### Required task
Copy all records verbatim.

### Supplied records
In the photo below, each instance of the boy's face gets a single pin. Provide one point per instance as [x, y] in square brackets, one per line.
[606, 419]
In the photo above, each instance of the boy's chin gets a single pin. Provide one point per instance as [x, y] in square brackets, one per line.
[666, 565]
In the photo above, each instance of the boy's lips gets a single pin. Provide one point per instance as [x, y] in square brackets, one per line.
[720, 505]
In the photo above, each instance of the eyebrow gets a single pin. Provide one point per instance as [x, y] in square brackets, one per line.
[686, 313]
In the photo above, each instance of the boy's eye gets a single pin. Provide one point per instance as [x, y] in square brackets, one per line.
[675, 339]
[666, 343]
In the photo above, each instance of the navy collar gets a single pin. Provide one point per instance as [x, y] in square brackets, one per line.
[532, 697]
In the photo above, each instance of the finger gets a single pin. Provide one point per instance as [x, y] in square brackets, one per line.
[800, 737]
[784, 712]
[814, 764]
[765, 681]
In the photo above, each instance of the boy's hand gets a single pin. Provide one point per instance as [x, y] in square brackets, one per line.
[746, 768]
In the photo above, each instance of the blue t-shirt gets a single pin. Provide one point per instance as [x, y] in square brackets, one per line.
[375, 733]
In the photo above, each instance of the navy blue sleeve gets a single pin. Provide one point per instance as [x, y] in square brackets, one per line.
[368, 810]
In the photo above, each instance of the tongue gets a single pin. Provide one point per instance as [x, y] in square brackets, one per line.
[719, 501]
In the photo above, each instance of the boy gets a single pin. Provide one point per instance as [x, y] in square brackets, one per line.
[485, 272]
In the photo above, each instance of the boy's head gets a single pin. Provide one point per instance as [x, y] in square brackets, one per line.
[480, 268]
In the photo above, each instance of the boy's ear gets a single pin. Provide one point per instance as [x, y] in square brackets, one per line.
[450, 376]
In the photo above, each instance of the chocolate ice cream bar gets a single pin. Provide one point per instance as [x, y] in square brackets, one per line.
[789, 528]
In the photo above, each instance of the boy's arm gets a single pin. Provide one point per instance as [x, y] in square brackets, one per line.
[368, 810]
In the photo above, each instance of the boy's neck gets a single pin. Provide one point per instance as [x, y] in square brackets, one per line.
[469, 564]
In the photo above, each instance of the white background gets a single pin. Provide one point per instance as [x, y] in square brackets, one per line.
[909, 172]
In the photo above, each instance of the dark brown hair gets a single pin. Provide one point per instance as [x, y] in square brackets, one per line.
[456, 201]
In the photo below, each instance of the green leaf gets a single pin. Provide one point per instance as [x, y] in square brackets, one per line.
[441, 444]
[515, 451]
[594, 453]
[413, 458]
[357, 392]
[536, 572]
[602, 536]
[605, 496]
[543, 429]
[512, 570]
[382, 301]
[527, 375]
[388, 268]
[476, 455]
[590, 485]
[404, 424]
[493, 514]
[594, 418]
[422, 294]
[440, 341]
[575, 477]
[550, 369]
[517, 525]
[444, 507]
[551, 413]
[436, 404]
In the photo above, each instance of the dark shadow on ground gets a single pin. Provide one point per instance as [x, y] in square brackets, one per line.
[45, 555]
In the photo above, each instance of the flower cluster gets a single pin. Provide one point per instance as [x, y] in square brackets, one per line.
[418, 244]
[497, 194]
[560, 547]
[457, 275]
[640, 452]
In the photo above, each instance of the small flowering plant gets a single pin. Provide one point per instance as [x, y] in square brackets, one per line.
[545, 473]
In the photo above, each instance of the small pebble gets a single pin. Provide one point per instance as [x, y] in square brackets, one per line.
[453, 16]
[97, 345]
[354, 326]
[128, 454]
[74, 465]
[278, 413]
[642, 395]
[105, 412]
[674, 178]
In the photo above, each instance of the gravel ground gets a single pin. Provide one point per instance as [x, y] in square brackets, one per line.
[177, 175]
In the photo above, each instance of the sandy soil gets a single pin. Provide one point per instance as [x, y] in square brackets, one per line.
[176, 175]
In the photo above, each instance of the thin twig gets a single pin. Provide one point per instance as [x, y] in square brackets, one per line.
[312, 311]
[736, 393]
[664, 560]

### Output of the exercise
In the photo below, each instance of the boy's face gets a single pin. Provide one point per instance as [x, y] in square brackets, one per line.
[606, 419]
In the photo above, each instance of the boy's chin gets a single pin. Provide one point per instance as [x, y] in square brackets, one per line.
[666, 565]
In the photo above, each instance of the boy's lips gets a single pin. Provide one point per instance as [x, y] in square brackets, one per line.
[720, 505]
In the photo above, each instance of the eyebrow gets a single pin. Provide one point per instance as [x, y] in square brackets, one per line.
[686, 313]
In the photo above, each instance of the boy's eye gets a single pin. Provide one point per instance as [x, y] in square brackets, one per line.
[675, 339]
[666, 343]
In the photo above, each instance of the navy collar gets a single pin. Provide one point per instance as [x, y] in square brackets, one per line.
[532, 697]
In the photo above, each instance of the finger gets a single pin. Provide one point per instance as [x, y] in square brackets, one per line.
[800, 737]
[784, 712]
[814, 764]
[765, 681]
In the photo above, each instance of the boy's hand gets a single pin. Provide one point per instance as [x, y] in square brackets, one per line.
[746, 768]
In the photo above, each instance of the blue t-shirt gets a single pin. Provide one point per instance as [x, y] in square brackets, one per line.
[375, 733]
In the photo above, each instance of the navy blue sleeve gets a single pin. Provide one point per instance as [x, y] in square brackets, one per line.
[368, 810]
In the photo above, each instance of the tongue gets a single pin. Provide one point per instance as [x, y] in square brackets, one per line.
[719, 501]
In the photo above, each instance of the boy gets a single pin. Provide one point per instance as [x, y] in square brackets, one per line.
[485, 272]
In the photo above, each instance of the boy's head gets a single pin. Provide one point per instance as [x, y] in square brackets, one per line.
[480, 268]
In the photo above, each instance of the boy's ear gets a single pin. Provide one point per instance as [x, y] in square brackets, one per line.
[450, 376]
In the photo above, each instance of the chocolate ice cream bar gets a single pin. Provide one point per instance as [x, y] in square brackets, one per line.
[789, 528]
In the photo above, each instance of the boy's arm gets a single pin. Provide one point per instance as [x, y] in square brackets, one per line.
[368, 810]
In the photo above, each instance of the boy's neck gets a single pin. Provide one point per instance as [x, y] in square brackets, one per line.
[469, 564]
In the photo above, each instance of the white background gets a single pin. Provide one point per instance as [x, y] in square brackets, one per line.
[909, 172]
In the photo above, each instance of the dark brown hair gets a single pin. Provide one point per instance as [x, y] in square brackets, one per line.
[456, 201]
In the photo below, each instance of the green leaf gets a single pin. Provide one point per instance as [x, y] in square brackets, one per line.
[441, 444]
[515, 451]
[594, 453]
[413, 458]
[357, 392]
[536, 572]
[602, 536]
[605, 496]
[543, 429]
[512, 570]
[382, 301]
[527, 375]
[388, 268]
[476, 455]
[590, 485]
[404, 424]
[493, 514]
[594, 418]
[422, 294]
[440, 341]
[575, 477]
[550, 369]
[517, 525]
[444, 507]
[551, 413]
[436, 404]
In the photo above, each instance of the dark shadow on ground gets a single pin. Provide one point per instance as [x, y] in square brackets, one per line.
[45, 555]
In the photo above, each instance of the flower cluster gets a single pin. Provide one point per instance as [x, y] in square brackets, one per line.
[418, 244]
[497, 194]
[560, 547]
[457, 275]
[640, 452]
In the photo above, each instance of the small flowering plant gets a single pin. Provide one point per instance as [x, y] in square brackets, one per line.
[545, 473]
In the photo above, each instance of the small pebble gets a single pin. Provide one point per instance as [x, y] in square brackets, one per line.
[453, 16]
[97, 345]
[354, 326]
[128, 454]
[74, 465]
[278, 413]
[642, 395]
[105, 412]
[674, 178]
In the photo above, each instance of the gravel ground gets a single pin. Provide one point per instance as [x, y] in square brackets, one per line.
[177, 175]
In the photo above, each instance of the sandy soil gets a single pin. Provide one point per instance as [x, y] in square brackets, one per line.
[176, 175]
In the photo above, each instance of the thin twig gets a single pin. Provide one point per instance as [x, y] in square brackets, one per line.
[312, 311]
[736, 393]
[664, 560]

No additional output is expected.